▶ _出題内容_
リストの冒頭から「column 137, row 104」を含む行までを、一字一句変えずにそのまま返してください。両端の行も含めてください。

***** 提供リスト

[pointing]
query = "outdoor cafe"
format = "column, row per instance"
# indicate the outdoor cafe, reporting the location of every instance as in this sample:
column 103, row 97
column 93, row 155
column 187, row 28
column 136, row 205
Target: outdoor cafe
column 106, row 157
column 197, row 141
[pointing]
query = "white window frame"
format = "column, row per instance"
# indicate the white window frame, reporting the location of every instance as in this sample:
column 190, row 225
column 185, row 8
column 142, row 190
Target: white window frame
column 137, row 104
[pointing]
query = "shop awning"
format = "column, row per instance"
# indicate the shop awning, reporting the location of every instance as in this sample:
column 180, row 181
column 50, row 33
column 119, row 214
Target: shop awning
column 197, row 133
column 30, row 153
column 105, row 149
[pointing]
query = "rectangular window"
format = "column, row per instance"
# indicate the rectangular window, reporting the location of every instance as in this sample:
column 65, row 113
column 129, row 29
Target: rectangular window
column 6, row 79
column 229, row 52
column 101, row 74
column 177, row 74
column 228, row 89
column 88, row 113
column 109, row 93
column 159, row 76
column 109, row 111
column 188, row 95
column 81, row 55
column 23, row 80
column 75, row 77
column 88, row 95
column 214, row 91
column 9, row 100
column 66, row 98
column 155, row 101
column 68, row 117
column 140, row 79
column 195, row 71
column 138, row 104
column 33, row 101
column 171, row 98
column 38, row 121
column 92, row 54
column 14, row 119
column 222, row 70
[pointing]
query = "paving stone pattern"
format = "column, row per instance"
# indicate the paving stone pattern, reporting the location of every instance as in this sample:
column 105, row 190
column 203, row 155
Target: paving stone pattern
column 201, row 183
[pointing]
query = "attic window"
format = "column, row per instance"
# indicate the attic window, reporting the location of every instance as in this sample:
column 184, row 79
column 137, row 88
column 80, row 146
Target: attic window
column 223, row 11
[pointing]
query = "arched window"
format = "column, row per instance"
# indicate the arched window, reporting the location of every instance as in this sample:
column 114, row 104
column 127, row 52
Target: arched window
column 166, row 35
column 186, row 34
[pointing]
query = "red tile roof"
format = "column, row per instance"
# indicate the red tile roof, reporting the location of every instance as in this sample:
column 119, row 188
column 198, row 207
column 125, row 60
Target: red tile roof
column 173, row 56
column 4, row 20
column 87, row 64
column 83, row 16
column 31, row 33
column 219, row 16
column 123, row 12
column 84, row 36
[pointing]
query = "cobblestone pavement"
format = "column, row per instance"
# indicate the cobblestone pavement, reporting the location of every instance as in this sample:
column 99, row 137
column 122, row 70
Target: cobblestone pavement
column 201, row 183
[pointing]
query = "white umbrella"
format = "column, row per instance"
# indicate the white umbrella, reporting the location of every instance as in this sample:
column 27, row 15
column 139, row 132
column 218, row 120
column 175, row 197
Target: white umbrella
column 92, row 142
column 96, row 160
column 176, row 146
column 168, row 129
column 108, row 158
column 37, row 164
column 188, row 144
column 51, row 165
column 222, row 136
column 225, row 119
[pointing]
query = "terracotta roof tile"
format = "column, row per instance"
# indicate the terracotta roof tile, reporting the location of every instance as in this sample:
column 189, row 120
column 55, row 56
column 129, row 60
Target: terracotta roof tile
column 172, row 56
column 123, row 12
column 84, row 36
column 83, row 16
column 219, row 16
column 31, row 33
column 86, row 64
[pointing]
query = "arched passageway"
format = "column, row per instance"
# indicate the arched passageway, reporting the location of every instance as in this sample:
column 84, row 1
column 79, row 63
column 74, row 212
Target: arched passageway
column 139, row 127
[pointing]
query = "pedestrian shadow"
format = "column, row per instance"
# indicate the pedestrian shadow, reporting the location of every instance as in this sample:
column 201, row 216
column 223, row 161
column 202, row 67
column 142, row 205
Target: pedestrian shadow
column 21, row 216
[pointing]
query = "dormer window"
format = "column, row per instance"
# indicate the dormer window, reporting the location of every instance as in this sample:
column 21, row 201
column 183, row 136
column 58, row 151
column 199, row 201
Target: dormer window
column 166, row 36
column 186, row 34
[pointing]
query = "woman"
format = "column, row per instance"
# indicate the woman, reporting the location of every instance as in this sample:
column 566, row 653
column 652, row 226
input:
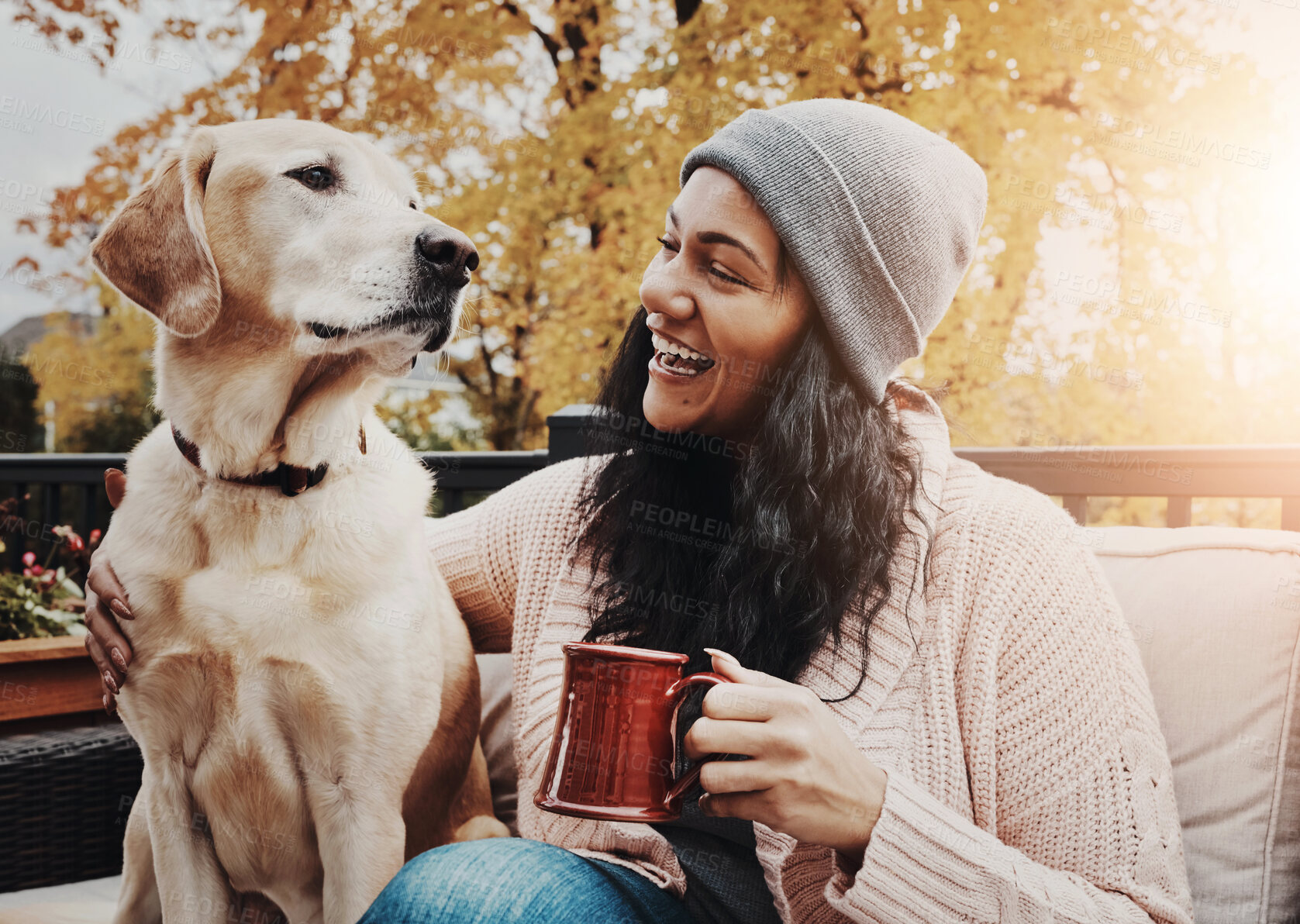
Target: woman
column 943, row 715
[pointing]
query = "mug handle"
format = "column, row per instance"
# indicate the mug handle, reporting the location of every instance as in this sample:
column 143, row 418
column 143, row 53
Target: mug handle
column 675, row 695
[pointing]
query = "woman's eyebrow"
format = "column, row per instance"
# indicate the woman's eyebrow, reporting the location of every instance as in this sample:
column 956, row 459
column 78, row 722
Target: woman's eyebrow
column 720, row 238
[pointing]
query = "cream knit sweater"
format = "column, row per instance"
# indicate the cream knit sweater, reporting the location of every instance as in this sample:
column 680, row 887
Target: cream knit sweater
column 1029, row 777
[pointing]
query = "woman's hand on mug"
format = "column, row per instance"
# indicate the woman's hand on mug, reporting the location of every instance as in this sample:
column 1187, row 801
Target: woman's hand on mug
column 805, row 779
column 105, row 603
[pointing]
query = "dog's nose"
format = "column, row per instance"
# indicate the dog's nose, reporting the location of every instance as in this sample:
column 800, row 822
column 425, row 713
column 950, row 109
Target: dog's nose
column 449, row 253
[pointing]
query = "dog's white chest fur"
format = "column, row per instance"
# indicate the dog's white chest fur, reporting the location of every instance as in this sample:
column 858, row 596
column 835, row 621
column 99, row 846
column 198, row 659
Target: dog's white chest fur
column 288, row 667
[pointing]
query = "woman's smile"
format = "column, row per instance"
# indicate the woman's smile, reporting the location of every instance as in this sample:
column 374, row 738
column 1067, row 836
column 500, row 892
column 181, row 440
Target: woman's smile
column 676, row 363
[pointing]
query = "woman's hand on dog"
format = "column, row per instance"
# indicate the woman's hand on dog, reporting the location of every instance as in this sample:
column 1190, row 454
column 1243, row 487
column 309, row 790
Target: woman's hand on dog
column 105, row 603
column 805, row 777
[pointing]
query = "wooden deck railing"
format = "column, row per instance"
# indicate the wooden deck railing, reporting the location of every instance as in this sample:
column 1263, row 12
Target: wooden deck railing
column 69, row 488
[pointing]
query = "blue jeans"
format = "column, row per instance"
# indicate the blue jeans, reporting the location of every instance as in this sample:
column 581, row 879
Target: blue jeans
column 511, row 879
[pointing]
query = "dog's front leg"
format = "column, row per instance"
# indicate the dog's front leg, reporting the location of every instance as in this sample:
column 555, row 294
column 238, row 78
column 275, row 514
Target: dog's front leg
column 191, row 885
column 138, row 901
column 362, row 841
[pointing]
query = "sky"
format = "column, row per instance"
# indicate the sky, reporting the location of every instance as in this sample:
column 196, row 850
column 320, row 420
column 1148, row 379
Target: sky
column 56, row 108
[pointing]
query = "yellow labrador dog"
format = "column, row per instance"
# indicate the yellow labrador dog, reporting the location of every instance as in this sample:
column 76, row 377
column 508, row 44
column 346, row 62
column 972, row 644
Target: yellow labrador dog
column 303, row 688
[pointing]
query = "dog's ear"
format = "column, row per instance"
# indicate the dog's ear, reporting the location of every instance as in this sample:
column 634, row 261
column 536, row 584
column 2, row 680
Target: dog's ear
column 155, row 251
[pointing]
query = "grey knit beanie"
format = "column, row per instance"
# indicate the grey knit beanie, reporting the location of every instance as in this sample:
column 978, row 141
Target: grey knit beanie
column 879, row 215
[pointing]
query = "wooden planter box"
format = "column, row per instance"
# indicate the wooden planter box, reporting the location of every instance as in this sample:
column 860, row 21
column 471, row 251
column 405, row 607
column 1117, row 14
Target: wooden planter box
column 47, row 677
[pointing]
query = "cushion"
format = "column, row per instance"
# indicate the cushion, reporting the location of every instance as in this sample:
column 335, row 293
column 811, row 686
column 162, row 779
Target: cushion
column 1216, row 615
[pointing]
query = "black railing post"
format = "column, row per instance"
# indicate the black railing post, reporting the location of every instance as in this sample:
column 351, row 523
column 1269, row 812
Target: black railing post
column 567, row 437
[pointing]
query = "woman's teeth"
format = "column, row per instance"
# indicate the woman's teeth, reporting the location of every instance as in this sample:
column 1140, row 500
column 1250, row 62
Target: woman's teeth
column 680, row 359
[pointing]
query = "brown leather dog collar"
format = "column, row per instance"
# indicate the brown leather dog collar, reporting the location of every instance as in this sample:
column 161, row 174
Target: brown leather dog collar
column 291, row 480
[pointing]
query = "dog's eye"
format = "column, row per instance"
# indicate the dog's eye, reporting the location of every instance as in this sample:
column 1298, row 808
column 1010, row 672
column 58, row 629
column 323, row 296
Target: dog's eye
column 313, row 177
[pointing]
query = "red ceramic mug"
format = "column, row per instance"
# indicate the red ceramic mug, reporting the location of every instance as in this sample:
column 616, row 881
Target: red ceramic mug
column 616, row 745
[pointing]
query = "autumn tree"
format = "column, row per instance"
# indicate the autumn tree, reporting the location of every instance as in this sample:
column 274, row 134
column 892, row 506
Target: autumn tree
column 553, row 133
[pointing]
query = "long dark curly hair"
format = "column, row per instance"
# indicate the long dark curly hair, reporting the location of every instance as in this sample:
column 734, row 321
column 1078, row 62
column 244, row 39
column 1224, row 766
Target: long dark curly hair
column 760, row 550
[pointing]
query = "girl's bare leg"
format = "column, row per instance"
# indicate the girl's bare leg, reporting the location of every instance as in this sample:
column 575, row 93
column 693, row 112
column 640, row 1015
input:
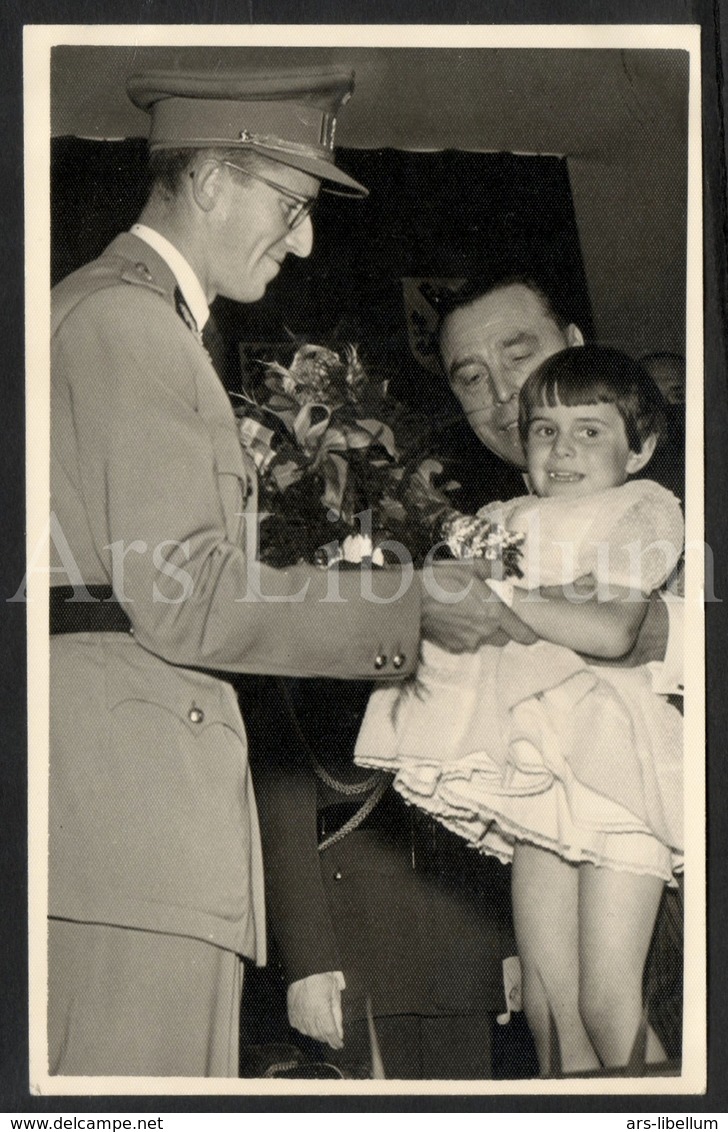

**********

▶ _本課題の解答_
[pointing]
query = "outdoor cafe"
format = "column, row per instance"
# indicate the outdoor cafe, reporting the location of every instance as in this sample:
column 103, row 97
column 93, row 155
column 187, row 28
column 136, row 205
Target: outdoor cafe
column 106, row 157
column 197, row 141
[pointing]
query = "white window frame"
format = "column, row per instance"
# indicate the white window frame, reporting the location of every instance as in this sample:
column 190, row 225
column 185, row 8
column 142, row 190
Target: white window frame
column 137, row 104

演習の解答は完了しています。